[Dataset items]
- Opening Delimiter -

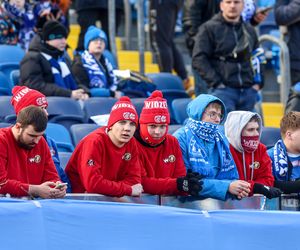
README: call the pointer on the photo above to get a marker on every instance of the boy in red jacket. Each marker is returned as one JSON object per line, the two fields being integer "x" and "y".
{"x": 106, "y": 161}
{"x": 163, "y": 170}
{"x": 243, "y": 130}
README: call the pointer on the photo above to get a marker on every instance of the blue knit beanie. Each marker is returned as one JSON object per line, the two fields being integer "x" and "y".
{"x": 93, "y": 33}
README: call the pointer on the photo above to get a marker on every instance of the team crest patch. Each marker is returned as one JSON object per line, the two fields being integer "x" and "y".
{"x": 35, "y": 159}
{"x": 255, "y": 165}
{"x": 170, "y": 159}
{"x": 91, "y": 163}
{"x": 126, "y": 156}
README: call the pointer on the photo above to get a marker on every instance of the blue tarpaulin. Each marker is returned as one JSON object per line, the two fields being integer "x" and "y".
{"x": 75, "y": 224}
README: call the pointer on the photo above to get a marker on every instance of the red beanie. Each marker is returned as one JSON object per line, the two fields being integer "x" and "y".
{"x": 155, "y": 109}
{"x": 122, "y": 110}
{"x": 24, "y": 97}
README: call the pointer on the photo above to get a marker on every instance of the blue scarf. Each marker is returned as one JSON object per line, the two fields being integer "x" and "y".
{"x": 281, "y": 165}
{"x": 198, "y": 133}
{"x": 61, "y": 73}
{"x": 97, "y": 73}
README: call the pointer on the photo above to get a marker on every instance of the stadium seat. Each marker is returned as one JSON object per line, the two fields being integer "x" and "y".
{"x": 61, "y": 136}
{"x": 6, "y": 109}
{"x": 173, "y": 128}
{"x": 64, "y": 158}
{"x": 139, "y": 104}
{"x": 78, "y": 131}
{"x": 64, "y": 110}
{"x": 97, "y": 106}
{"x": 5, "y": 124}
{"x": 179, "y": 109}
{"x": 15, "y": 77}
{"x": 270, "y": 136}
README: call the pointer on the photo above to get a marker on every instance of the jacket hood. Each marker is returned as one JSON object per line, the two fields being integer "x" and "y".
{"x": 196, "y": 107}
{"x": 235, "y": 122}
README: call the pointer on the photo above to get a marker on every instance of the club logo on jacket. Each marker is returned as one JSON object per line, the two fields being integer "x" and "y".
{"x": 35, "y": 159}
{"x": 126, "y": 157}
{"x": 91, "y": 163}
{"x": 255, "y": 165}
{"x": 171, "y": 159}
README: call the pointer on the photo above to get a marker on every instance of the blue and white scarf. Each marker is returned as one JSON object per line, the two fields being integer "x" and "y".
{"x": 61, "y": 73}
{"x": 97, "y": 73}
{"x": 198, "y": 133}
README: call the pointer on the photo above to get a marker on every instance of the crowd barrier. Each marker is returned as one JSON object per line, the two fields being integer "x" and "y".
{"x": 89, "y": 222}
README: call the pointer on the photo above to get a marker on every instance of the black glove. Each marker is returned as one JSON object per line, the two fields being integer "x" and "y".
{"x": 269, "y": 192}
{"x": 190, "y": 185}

- Closing Delimiter -
- Opening Delimiter -

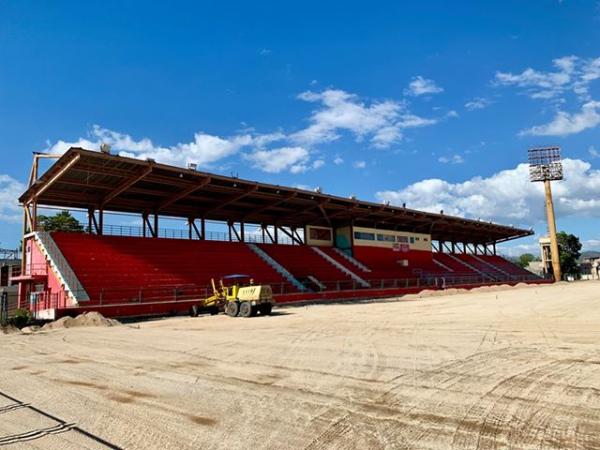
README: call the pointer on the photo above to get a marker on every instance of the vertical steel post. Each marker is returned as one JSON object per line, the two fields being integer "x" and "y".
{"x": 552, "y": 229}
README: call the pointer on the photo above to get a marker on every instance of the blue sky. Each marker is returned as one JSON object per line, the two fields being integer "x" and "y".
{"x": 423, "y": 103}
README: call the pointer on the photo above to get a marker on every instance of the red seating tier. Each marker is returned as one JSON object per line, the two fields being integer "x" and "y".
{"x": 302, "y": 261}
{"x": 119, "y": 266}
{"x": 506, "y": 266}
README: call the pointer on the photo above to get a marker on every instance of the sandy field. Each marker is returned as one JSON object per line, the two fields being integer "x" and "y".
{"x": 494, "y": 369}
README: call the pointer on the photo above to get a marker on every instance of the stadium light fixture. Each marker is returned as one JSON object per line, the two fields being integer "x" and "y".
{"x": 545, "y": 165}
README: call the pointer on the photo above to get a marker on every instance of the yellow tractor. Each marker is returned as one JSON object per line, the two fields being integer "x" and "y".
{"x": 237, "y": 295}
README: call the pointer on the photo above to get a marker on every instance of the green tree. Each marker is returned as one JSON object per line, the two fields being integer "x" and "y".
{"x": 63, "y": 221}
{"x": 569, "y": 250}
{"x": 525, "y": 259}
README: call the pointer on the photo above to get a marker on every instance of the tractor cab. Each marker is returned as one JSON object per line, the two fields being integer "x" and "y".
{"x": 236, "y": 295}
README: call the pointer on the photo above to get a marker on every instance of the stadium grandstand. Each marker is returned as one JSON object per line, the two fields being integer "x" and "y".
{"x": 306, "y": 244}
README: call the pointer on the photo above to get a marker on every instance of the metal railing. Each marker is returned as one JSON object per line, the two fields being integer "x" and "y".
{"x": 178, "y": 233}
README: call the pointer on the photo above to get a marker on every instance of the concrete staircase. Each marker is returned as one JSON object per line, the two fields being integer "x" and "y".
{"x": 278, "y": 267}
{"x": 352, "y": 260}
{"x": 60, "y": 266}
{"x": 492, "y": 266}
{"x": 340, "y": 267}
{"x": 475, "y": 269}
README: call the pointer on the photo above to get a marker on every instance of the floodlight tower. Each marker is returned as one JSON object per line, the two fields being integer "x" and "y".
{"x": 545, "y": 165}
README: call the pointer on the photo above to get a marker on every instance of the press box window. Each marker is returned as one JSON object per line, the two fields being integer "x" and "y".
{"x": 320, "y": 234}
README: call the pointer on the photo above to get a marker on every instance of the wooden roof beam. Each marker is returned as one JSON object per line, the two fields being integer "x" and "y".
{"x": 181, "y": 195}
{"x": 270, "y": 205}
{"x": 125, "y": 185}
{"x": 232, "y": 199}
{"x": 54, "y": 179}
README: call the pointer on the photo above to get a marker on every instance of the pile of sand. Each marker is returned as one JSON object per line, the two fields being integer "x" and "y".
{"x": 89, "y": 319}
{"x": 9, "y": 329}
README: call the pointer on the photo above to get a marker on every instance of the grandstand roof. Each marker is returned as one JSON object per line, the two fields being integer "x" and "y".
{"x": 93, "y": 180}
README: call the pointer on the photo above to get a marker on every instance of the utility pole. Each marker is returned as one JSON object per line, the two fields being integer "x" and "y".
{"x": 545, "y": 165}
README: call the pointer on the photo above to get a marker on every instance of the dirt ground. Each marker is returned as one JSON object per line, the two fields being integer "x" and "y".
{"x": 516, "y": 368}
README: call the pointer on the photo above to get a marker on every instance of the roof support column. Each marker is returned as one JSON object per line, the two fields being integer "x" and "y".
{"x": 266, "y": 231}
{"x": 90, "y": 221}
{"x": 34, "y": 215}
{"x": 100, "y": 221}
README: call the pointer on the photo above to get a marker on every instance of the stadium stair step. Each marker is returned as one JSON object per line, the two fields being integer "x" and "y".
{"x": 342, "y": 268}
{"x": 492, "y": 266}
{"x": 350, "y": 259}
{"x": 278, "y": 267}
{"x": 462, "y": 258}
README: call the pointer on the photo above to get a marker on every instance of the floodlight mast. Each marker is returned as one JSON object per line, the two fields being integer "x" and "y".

- Closing Delimiter -

◆ Work required ◆
Would you copy, unchanged, the stretch of the records above that begins at the line containing "the stadium stair" and ends at the line containing "the floodlight mast.", and only that?

◆ The answer ◆
README: call the pointer on the photo above to get a marker on every instance of the stadium stair step. Each marker is returned as one JSON object per line, the two fields being integer "x" and "y".
{"x": 342, "y": 268}
{"x": 492, "y": 266}
{"x": 350, "y": 259}
{"x": 278, "y": 267}
{"x": 462, "y": 258}
README: call the pointer on the photo above to get a marker on every instance of the floodlight mast. Each marker is returned as one JSON object per line, the two fields being integer "x" and "y".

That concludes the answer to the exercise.